## Records for this task
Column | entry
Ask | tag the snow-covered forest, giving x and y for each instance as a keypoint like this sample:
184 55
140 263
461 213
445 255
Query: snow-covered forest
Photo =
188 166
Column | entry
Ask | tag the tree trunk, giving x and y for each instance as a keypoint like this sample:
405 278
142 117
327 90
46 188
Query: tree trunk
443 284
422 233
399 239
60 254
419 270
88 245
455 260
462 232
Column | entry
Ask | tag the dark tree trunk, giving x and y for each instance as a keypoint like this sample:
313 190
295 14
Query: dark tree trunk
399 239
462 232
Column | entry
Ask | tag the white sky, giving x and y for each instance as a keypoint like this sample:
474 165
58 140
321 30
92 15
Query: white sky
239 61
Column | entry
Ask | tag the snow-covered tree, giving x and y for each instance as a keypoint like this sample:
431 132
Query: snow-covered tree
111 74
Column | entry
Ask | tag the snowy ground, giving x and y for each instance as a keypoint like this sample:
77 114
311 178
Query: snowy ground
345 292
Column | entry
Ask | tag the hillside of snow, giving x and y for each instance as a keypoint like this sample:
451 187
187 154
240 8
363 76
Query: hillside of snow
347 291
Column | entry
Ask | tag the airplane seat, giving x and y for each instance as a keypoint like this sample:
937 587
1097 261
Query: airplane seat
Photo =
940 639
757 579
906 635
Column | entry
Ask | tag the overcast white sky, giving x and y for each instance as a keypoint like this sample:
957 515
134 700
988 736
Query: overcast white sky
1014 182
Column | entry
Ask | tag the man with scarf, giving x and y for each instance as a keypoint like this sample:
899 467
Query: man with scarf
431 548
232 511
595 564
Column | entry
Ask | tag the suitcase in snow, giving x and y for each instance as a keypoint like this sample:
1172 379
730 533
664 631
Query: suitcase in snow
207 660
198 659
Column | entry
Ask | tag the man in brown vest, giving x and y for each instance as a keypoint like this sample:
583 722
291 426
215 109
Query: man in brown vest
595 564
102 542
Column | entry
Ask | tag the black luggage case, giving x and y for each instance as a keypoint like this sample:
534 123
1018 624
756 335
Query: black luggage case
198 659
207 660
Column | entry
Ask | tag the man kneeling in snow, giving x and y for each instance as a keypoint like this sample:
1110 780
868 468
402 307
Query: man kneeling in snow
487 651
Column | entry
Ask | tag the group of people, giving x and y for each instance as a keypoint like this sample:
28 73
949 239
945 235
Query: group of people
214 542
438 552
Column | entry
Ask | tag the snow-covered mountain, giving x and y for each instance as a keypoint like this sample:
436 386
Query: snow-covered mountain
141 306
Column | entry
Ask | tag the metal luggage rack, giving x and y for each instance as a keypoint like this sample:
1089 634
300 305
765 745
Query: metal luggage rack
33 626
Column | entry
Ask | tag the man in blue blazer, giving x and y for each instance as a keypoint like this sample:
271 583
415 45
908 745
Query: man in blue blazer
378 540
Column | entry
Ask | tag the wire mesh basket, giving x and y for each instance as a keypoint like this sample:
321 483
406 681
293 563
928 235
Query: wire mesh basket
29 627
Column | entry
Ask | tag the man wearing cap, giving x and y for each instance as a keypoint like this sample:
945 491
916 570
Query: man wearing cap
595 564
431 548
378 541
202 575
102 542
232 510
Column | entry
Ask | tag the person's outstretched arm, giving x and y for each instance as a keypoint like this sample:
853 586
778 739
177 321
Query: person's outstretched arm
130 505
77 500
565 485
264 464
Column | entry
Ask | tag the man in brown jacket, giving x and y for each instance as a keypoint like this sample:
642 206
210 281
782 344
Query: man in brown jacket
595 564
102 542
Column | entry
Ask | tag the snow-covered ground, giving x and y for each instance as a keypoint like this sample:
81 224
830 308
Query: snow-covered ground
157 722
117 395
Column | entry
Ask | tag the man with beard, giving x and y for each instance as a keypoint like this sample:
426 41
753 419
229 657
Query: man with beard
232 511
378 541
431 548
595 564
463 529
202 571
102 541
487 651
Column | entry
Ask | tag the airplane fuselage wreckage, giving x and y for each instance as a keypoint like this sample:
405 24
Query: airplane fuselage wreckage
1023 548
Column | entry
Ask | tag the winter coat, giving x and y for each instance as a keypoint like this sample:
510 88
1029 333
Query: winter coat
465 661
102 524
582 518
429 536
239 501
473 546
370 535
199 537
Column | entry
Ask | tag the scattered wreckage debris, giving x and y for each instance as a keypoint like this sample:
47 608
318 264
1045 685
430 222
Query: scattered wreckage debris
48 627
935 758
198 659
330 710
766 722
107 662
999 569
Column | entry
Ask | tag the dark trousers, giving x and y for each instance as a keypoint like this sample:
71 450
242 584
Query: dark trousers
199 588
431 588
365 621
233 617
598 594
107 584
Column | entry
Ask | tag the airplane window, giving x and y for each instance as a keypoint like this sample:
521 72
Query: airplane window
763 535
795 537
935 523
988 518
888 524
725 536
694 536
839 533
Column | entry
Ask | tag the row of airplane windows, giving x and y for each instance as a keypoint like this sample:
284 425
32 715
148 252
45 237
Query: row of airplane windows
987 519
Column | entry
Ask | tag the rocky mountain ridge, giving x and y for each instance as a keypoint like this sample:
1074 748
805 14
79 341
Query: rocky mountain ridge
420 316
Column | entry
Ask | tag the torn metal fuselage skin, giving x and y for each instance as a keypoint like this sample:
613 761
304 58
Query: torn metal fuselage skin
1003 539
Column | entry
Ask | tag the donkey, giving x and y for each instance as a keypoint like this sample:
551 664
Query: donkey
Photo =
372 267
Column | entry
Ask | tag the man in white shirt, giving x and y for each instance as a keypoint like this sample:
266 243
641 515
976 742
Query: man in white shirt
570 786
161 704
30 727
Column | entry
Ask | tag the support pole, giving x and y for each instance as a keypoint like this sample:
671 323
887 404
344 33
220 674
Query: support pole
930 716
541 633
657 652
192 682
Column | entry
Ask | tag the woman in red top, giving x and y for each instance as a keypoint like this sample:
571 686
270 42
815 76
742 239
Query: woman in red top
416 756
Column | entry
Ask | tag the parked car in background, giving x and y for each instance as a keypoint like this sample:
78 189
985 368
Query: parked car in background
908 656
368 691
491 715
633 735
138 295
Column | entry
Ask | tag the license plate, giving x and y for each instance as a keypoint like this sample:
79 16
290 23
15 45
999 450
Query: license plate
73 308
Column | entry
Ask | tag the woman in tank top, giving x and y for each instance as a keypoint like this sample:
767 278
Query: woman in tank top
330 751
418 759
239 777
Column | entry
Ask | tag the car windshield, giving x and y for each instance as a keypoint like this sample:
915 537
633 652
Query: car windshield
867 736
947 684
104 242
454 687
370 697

## The problem
Restate the data above word for word.

## Solution to this exercise
Column | entry
Ask | tag the snow-covered forest, giving x and y for each instance as a keypoint like this sample:
184 55
140 263
461 213
445 255
Query: snow-covered forest
Photo =
188 166
Column | entry
Ask | tag the tree trunk, giving x and y for each instance as a keypoint like this sample:
405 278
142 117
327 90
46 188
Query: tree trunk
443 284
422 233
399 239
60 254
419 270
88 245
455 260
462 232
Column | entry
Ask | tag the dark tree trunk, giving x and y for each instance as a keypoint like this sample:
313 190
295 14
Query: dark tree trunk
399 239
462 232
Column | entry
Ask | tag the white sky, giving x and y for each instance as a keypoint like this sample:
474 165
58 140
321 30
92 15
Query: white sky
239 61
Column | entry
Ask | tag the snow-covered tree, giving x and y for each instance as a keypoint like this sample:
431 132
Query: snow-covered tree
111 74
Column | entry
Ask | tag the snowy ground, giving x and y for each instance as a keypoint like this sample:
77 114
311 178
Query: snowy ground
345 292
Column | entry
Ask | tag the hillside of snow, giving x and y for each instance as a keypoint like this sample:
451 187
187 154
240 8
363 76
Query: hillside of snow
347 291
Column | entry
Ask | tag the airplane seat, giving x and y for each instance as a keypoint like this sample:
937 587
1097 261
Query: airplane seat
Photo =
940 639
757 579
906 635
Column | entry
Ask | tag the overcast white sky, giving x and y for each instance as a keypoint like this sample:
957 515
134 700
988 736
Query: overcast white sky
1014 182
Column | entry
Ask | tag the man with scarf, giving x and y for each instance as a keypoint like this sample:
899 467
Query: man with scarf
431 548
232 511
595 564
Column | entry
Ask | tag the suitcase in snow, giving x and y for each instance as a keypoint like this sample:
1172 379
730 533
664 631
Query: suitcase in snow
207 660
198 659
Column | entry
Ask | tag the man in brown vest, giving x and y for each instance as a keypoint like this sample:
583 722
291 426
215 109
Query: man in brown vest
595 564
102 542
Column | entry
Ask | tag the black luggage case, giving x and y for each instance as a keypoint like this sample:
534 123
1018 624
756 335
Query: black luggage case
198 659
207 660
Column | entry
Ask | tag the man kneeling in snow, giving x and y for each instance as a keypoint like this sample:
1110 780
868 468
402 307
Query: man kneeling in snow
487 651
Column | entry
Ask | tag the group of people, giving x and y for each instance as a keypoint like this sample:
28 73
949 239
945 235
Query: group of people
214 542
438 552
Column | entry
Ask | tag the snow-covered mountain, giving x and y for each instance as a keypoint like this sample:
436 386
Query: snow-covered mountain
141 306
Column | entry
Ask | tag the metal luggage rack, giving x and y for each instance as a keypoint like this sample:
1089 634
300 305
765 745
Query: metal luggage rack
33 626
Column | entry
Ask | tag the man in blue blazer, giving x and y for each instance as a keypoint like this sample:
271 583
415 45
908 745
Query: man in blue blazer
378 540
Column | entry
Ask | tag the wire mesh basket, giving x and y for each instance as a keypoint like this sample:
321 483
406 681
293 563
928 235
Query: wire mesh basket
29 627
Column | entry
Ask | tag the man wearing cap, giving x and y for each instance as a keypoint like this sample:
945 491
916 570
Query: man wearing cap
595 564
431 548
378 541
202 575
102 542
232 510
Column | entry
Ask | tag the person's outstretched arm, giving x and y for each instance as a keypoint like this sample:
853 586
778 739
177 321
Query: person's outstretched arm
130 505
77 500
565 485
264 464
Column | entry
Ask | tag the man in brown jacket, giving x and y for each instance as a keypoint like this sample:
642 206
210 281
782 344
Query: man in brown jacket
595 564
102 542
Column | entry
Ask | tag the snow-covered ground, giving x and y for each instance as a keypoint like this sample:
81 224
830 308
Query: snow-covered ground
157 722
117 395
Column | entry
Ask | tag the man with beard, giving x and y for each instance as a keypoint like this sample:
426 41
753 419
229 657
Query: man with beard
232 511
378 541
431 548
595 564
463 529
202 571
102 541
487 651
Column | entry
Ask | tag the airplane fuselage wreckage, giving x and y for each instance as a keypoint like this sample:
405 24
Query: airplane fuselage wreckage
1023 548
Column | entry
Ask | tag the winter coat, giving x and y for each instance as a keypoint like this sample:
510 88
1029 333
Query: winter coat
465 661
102 524
582 518
429 536
239 501
473 546
370 535
199 537
Column | entry
Ask | tag the scattered wreckage debris, giving x and y for each instance as a keypoint like this sample:
47 608
318 264
1045 685
430 222
Query: scattered wreckage debris
48 627
935 758
198 659
330 710
766 722
107 662
999 569
Column | entry
Ask | tag the dark trousers, giving x and y for each instance as a keypoint like this sample:
71 450
242 584
Query: dark trousers
199 588
431 588
365 621
233 617
598 594
107 584
Column | entry
Ask | tag the airplane window, giving x and y for each instance as a keypoint like this sample:
521 72
Query: airplane window
763 535
795 537
935 523
988 518
888 524
725 536
694 536
839 533
Column | entry
Ask | tag the row of airplane windows, giving x and y for each instance as a keypoint like this sample:
284 425
32 715
148 252
45 237
Query: row of airplane windows
987 519
Column | entry
Ask | tag the rocky mountain ridge, giving x and y for each instance as a keypoint like this sample:
1074 748
805 14
79 341
Query: rocky mountain ridge
420 316
Column | entry
Ask | tag the torn metal fuselage skin, giving x and y for each instance as a keypoint like this sample:
613 761
304 58
Query: torn metal fuselage skin
1003 539
Column | entry
Ask | tag the donkey, giving x and y for each instance as a keypoint like this sample:
551 664
Query: donkey
Photo =
372 267
Column | entry
Ask | tag the man in white shirt, giving x and y for each instance as a keypoint like this sample:
266 243
641 515
976 742
Query: man in white shirt
570 786
161 704
30 727
Column | entry
Ask | tag the support pole, giving x and y for each instance as a keypoint like this sample:
671 323
887 404
344 33
220 674
Query: support pole
930 716
541 633
657 652
192 682
Column | entry
Ask | tag the woman in red top, giving x and y for each instance as a keypoint like this sample:
571 686
270 42
815 76
742 239
Query: woman in red top
416 756
Column | entry
Ask | tag the parked car in background, giving x and y for each instance as a keypoint like this sample:
78 189
985 368
Query: parked car in background
908 656
368 691
491 715
633 735
138 295
Column | entry
Ask | tag the license plate, giving x and y for each instance as a keypoint like this sample:
79 16
290 23
15 45
999 450
Query: license plate
73 308
Column | entry
Ask | tag the woman in tank top, giving x and y for each instance as a keypoint like this sample:
767 278
Query: woman in tank top
330 751
418 759
239 777
Column | entry
Ask | tag the car windshield, giving x and y for each instance as a keypoint like this sample:
915 537
633 652
Query: car windshield
867 736
947 684
104 242
454 687
370 697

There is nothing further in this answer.